**Study text**

---

Former House Speaker Dennis Hastert, R-Ill., House Minority Whip Roy Blunt, R-Mo., “and 11 other members of Congress have been subpoenaed to testify in the trial of a defense contractor charged with bribing jailed” former Rep. Randy “Duke” Cunningham, R-Calif.,, USA Today reports. “All of the lawmakers said they do not intend to comply with the subpoenas.”
“Even as Senate Democrats on Tuesday softened demands that the White House provide thousands of documents in advance of a hearing to confirm Michael Mukasey as attorney general, they warned that it remained highly improbable that a vote on his installation would occur before the October recess,” Roll Call (sub. req.) reports. “The White House has asked Democrats to complete the confirmation process by Oct. 8 — a date on which Democrats said they are unlikely to meet.”
The House Federal Workforce Subcommittee split along party lines yesterday “over proposed legislation that would ban discrimination against federal employees and job applicants based on sexual orientation.” the Washington Post reports. “Republicans asked for a roll call, and Democrats, as the majority party, prevailed, 5 to 3.
“Twelve years after conservative Republicans in Congress were blamed for shutting down the government, they are introducing legislation to ensure that government continues to function no matter what,” The Hill reports. “Anticipating a showdown with Democrats that could force government offices to close, President Bush is backing the legislation.”
IRAQ
“The top two American military and diplomatic officials in Iraq sought to play down differences over Iraq policy as they met with senior British officials on Tuesday, at a time of mounting pressure here for the withdrawal of Britain’s remaining 5,200 soldiers from southern Iraq,” the New York Times reports. “At a news conference with Ambassador Ryan C. Crocker, Gen. David H. Petraeussought to ease strains that developed this month when British commanders withdrew the 500-man contingent that comprised their last remaining troops in central Basra.”
“The U.S. military has introduced ‘religious enlightenment’ and other education programs for Iraqi detainees, some of whom are as young as 11, Marine Maj. Gen. Douglas M. Stone, the commander of U.S. detention facilities in Iraq, said yesterday, the Washington Post reports. “Stone said such efforts, aimed mainly at Iraqis who have been held for more than a year, are intended to “bend them back to our will” and are part of waging war in what he called ‘the battlefield of the mind.’ ”

---

**Material provided**
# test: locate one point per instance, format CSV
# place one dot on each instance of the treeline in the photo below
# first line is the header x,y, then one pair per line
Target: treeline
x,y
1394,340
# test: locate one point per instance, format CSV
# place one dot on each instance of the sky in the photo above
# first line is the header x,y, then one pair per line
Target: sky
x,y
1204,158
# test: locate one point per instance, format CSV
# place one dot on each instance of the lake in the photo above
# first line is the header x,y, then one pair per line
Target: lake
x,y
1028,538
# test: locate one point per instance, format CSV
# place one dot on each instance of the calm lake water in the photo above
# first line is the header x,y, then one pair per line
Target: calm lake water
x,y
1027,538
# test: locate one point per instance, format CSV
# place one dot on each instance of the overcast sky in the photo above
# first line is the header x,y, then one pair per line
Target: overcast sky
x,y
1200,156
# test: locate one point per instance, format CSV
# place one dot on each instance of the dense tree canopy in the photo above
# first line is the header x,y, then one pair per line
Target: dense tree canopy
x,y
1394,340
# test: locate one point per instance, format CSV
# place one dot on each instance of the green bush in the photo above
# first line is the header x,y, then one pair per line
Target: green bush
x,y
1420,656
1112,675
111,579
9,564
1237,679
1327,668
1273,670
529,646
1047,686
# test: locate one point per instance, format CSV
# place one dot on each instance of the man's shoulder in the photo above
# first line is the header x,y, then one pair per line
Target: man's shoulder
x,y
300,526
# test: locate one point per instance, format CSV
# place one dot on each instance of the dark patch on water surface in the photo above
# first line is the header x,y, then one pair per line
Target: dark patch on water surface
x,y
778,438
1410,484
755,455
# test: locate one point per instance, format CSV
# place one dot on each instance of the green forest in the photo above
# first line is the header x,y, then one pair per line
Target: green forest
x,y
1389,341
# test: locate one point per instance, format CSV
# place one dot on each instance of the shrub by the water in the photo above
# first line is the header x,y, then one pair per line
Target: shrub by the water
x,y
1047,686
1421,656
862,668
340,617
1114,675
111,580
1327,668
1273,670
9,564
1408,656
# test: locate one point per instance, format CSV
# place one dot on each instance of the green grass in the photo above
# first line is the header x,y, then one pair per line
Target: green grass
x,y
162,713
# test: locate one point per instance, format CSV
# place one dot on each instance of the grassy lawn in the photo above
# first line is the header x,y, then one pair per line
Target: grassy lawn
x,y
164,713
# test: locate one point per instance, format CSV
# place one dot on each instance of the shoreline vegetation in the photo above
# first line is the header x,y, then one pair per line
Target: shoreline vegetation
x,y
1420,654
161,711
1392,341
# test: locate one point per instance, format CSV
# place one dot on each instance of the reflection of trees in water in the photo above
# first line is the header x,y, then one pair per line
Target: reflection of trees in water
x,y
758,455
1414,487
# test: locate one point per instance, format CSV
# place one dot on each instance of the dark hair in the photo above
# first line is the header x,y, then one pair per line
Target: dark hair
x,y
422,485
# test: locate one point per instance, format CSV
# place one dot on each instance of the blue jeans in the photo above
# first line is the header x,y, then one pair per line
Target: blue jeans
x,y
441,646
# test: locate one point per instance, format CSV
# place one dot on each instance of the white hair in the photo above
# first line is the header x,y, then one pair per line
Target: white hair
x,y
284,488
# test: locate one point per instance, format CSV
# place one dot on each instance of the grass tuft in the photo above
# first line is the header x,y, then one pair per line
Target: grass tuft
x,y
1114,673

---

**Work required**
Translate this sentence from the news roundup into Spanish: "Anticipating a showdown with Democrats that could force government offices to close, President Bush is backing the legislation." The records come from a different source than the news roundup.

**Answer for this exercise**
Previendo un enfrentamiento con los demócratas que podría obligar al cierre de las oficinas del gobierno, el presidente Bush respalda la legislación.